**Prompt**
Reproduce the listing below in its entirety. Change nothing.

**Data for the task**
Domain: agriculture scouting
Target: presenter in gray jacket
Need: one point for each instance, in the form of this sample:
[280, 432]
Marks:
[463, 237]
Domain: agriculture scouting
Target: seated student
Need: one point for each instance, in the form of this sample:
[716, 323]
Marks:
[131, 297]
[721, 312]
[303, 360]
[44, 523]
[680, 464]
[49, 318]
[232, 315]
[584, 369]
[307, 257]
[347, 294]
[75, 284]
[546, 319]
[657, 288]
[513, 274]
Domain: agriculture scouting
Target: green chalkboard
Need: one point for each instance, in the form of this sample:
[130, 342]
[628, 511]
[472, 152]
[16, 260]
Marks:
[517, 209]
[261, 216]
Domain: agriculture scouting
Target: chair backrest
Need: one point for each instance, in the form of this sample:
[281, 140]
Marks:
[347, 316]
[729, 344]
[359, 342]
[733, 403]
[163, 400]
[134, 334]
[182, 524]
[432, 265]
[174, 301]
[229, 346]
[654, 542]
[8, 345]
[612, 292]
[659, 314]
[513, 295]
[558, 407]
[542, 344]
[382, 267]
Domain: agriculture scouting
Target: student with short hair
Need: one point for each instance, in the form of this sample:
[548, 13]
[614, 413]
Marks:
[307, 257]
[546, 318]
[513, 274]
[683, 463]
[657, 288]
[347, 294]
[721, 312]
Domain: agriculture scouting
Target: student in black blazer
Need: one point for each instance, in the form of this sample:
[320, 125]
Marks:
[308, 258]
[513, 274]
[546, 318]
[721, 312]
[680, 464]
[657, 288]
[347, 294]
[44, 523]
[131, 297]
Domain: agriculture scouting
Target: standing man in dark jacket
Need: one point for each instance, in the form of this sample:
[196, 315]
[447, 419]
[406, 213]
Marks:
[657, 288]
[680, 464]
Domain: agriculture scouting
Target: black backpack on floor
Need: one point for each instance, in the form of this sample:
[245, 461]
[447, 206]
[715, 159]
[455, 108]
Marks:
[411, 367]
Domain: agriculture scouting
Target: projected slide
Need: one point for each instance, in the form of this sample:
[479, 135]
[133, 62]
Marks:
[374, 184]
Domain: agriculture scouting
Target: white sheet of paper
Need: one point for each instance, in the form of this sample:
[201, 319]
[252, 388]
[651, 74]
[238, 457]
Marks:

**Final result**
Domain: agriculture scouting
Target: presenter in gray jacket
Need: one point for each instance, in the form of this sample:
[280, 432]
Marks:
[463, 237]
Domain: agriculture scouting
Target: seated student
Need: one point for each instance, in the form of this sample:
[716, 323]
Marks:
[131, 297]
[721, 312]
[303, 360]
[44, 523]
[680, 464]
[49, 318]
[232, 315]
[584, 369]
[307, 257]
[347, 294]
[75, 284]
[546, 319]
[657, 288]
[513, 274]
Domain: agriculture scouting
Target: green chalkboard
Need: one point for each instance, in the form of this sample:
[130, 342]
[628, 511]
[472, 152]
[16, 260]
Marks:
[517, 209]
[261, 216]
Domain: agriculture scouting
Target: chair backrest
Need: one point for each instance, in the form of this sample:
[281, 140]
Marks:
[347, 316]
[729, 344]
[359, 342]
[733, 403]
[163, 400]
[134, 334]
[182, 524]
[432, 265]
[174, 301]
[229, 346]
[654, 542]
[8, 345]
[612, 292]
[659, 314]
[513, 295]
[558, 407]
[542, 344]
[382, 267]
Domain: agriculture scouting
Target: student with short hair
Need: one point for each instance, in the form of this sample:
[548, 13]
[614, 413]
Marks:
[307, 257]
[546, 318]
[513, 274]
[683, 463]
[657, 288]
[347, 294]
[721, 312]
Domain: agriculture scouting
Target: student in black blazer
Need: one point for each instance, in the form of this sample:
[320, 125]
Marks:
[308, 258]
[513, 274]
[546, 318]
[721, 312]
[680, 464]
[657, 288]
[347, 294]
[44, 523]
[131, 297]
Domain: agriculture scouting
Target: standing man in dark jacket
Need: one point for each instance, in the form of this sample:
[196, 315]
[447, 419]
[406, 213]
Marks:
[657, 288]
[680, 464]
Domain: agriculture scouting
Target: black backpack on floor
Need: one point for each instance, in the form of this sample:
[245, 461]
[447, 206]
[715, 159]
[455, 108]
Marks:
[411, 367]
Domain: agriculture scouting
Target: projected slide
Need: one point for each instance, in the form of this sample:
[479, 135]
[133, 62]
Marks:
[374, 184]
Domain: agriculture scouting
Target: white sheet of paper
Need: one point for each instance, in the form of this sample:
[201, 319]
[252, 388]
[651, 74]
[238, 457]
Marks:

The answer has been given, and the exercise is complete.